Monday, February 9th, 2009

by Brien Jackson

Because she sure seems to be doing her best to mimic Amity Shlaes.

So that I don’t get accused of being “churlish,” I’ll go ahead and take a second to point out the obvious stupidity at work here:

What does this mean for the stimulus?  Union labor is more expensive.  Every project that uses a PLA will cost more, and many of those jobs will use as much capital equipment as possible to minimize the demand for labor.  That means that we will get a lot less employment for every dollar of stimulus spent than we would without the PLA.

But, of course, firms are always trying to minimize labor costs, and every other kind of cost for that matter. There isn’t a firm anywhere in the world who is trying to incur more costs than they have to. And one assumes that McArdle, who holds an MBA (and an English degree for that matter), is familiar with that concept.

(Natural-language object grounding data)

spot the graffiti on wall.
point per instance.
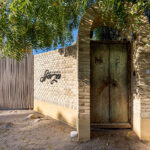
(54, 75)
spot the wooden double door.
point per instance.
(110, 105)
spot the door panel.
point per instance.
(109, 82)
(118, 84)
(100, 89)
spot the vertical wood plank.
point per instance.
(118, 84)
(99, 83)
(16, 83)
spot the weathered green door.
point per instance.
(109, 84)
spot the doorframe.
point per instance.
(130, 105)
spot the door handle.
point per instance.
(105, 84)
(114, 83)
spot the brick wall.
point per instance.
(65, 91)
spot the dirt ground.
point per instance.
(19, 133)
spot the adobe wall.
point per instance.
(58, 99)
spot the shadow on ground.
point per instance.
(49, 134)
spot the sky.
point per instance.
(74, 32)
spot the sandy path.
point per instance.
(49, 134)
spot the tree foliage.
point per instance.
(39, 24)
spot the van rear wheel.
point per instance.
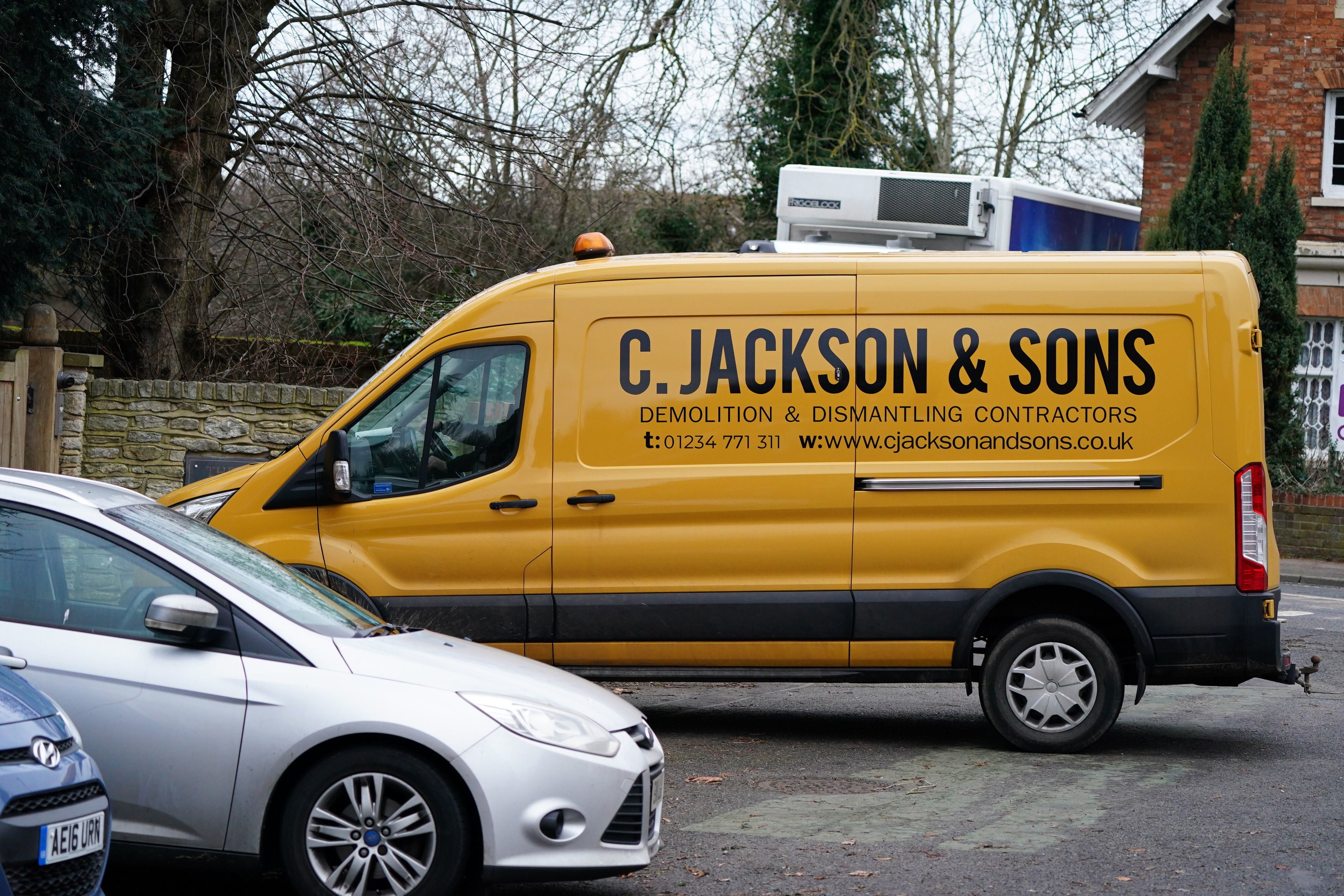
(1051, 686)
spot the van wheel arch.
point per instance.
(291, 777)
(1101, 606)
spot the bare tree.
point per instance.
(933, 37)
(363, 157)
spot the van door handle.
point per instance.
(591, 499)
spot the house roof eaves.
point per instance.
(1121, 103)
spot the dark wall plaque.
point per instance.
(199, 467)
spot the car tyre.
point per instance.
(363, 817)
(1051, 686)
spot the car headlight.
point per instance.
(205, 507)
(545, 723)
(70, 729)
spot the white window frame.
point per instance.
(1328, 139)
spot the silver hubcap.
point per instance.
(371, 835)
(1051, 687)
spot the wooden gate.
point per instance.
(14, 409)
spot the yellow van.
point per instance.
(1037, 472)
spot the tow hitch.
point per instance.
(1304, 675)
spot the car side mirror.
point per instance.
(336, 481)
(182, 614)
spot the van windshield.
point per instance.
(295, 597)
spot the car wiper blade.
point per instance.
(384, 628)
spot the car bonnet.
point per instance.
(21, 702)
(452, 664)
==
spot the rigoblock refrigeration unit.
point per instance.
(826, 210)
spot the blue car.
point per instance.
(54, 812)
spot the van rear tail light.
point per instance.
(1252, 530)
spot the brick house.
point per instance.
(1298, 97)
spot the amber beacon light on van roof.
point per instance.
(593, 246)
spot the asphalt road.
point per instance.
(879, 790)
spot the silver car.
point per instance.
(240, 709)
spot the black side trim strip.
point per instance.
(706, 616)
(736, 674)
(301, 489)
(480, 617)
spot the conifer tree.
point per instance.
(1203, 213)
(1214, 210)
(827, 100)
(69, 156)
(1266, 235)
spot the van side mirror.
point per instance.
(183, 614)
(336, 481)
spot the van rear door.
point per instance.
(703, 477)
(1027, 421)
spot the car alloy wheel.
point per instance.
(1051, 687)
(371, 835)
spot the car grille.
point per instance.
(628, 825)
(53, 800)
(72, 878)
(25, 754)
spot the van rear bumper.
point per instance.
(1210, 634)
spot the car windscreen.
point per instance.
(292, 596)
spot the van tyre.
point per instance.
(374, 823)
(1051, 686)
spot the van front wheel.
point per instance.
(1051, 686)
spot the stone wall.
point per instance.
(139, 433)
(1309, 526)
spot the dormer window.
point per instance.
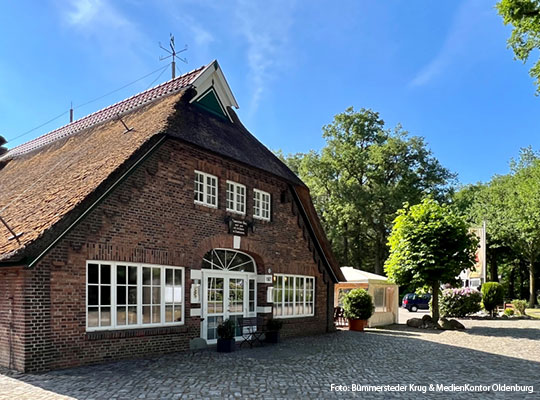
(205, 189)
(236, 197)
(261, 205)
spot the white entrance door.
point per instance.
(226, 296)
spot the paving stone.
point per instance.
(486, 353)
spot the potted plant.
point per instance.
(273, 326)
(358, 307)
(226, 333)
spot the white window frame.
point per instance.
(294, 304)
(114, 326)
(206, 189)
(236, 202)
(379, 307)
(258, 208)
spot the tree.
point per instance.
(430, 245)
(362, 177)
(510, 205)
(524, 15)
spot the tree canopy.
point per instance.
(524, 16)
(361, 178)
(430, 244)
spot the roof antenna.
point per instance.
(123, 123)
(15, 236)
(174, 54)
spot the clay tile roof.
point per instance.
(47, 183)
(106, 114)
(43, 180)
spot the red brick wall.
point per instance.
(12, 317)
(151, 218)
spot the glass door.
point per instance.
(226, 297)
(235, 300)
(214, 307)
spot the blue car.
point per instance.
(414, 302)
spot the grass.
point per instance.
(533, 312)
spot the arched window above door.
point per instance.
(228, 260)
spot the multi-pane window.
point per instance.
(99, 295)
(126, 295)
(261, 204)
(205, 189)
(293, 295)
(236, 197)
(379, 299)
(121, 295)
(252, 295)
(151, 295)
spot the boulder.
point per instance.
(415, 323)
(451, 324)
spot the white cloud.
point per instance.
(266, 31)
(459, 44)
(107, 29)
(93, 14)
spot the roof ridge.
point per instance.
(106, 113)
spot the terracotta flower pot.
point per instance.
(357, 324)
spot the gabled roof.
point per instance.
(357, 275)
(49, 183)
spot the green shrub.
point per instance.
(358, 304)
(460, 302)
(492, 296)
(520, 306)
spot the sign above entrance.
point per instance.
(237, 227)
==
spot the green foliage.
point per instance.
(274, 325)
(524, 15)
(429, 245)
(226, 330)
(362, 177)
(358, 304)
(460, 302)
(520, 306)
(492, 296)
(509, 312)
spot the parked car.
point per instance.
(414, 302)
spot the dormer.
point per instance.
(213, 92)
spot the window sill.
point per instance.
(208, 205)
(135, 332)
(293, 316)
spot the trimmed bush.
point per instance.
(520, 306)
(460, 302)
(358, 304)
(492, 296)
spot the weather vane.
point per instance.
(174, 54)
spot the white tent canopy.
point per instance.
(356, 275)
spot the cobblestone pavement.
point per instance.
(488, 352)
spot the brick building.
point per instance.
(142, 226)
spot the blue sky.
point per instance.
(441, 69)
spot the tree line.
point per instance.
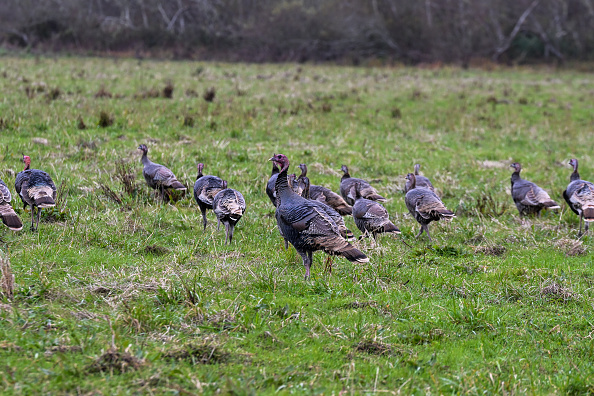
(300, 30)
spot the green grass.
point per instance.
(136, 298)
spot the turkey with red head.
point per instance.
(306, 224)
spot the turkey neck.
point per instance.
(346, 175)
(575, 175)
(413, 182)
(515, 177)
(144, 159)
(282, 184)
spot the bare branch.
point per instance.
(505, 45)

## TASKS FOR THIS EXERCISE
1 > In the blog post about stimulus labor costs, rewrite the passage between "Because she sure" and "with that concept.", inclusive, replacing "stimulus" with "recovery package".
2 > According to the blog post about stimulus labor costs, what degrees does McArdle hold?
3 > Continue the blog post about stimulus labor costs from the end of its final sentence.

## OUTPUTS FOR THE TASKS
1 >
Because she sure seems to be doing her best to mimic Amity Shlaes.

So that I don’t get accused of being “churlish,” I’ll go ahead and take a second to point out the obvious stupidity at work here:

What does this mean for the recovery package?  Union labor is more expensive.  Every project that uses a PLA will cost more, and many of those jobs will use as much capital equipment as possible to minimize the demand for labor.  That means that we will get a lot less employment for every dollar of recovery package spent than we would without the PLA.

But, of course, firms are always trying to minimize labor costs, and every other kind of cost for that matter. There isn’t a firm anywhere in the world who is trying to incur more costs than they have to. And one assumes that McArdle, who holds an MBA (and an English degree for that matter), is familiar with that concept.

2 > An MBA and an English degree.

3 >
Also it’s worth pointing out that the impression McMegan is trying to give, that non-union labor will mean more jobs, is just silly. In keeping with the cost minimizing model, no firm is going to hire more people than they need. So with that in mind, non-union labor doesn’t mean more jobs, it means lower wages. And lower wages means lower aggregate demand, which means a less effective means of fighting the recession.

At this point the only question left about McMegan is whether or not she actually believes the nonsense she publishes daily.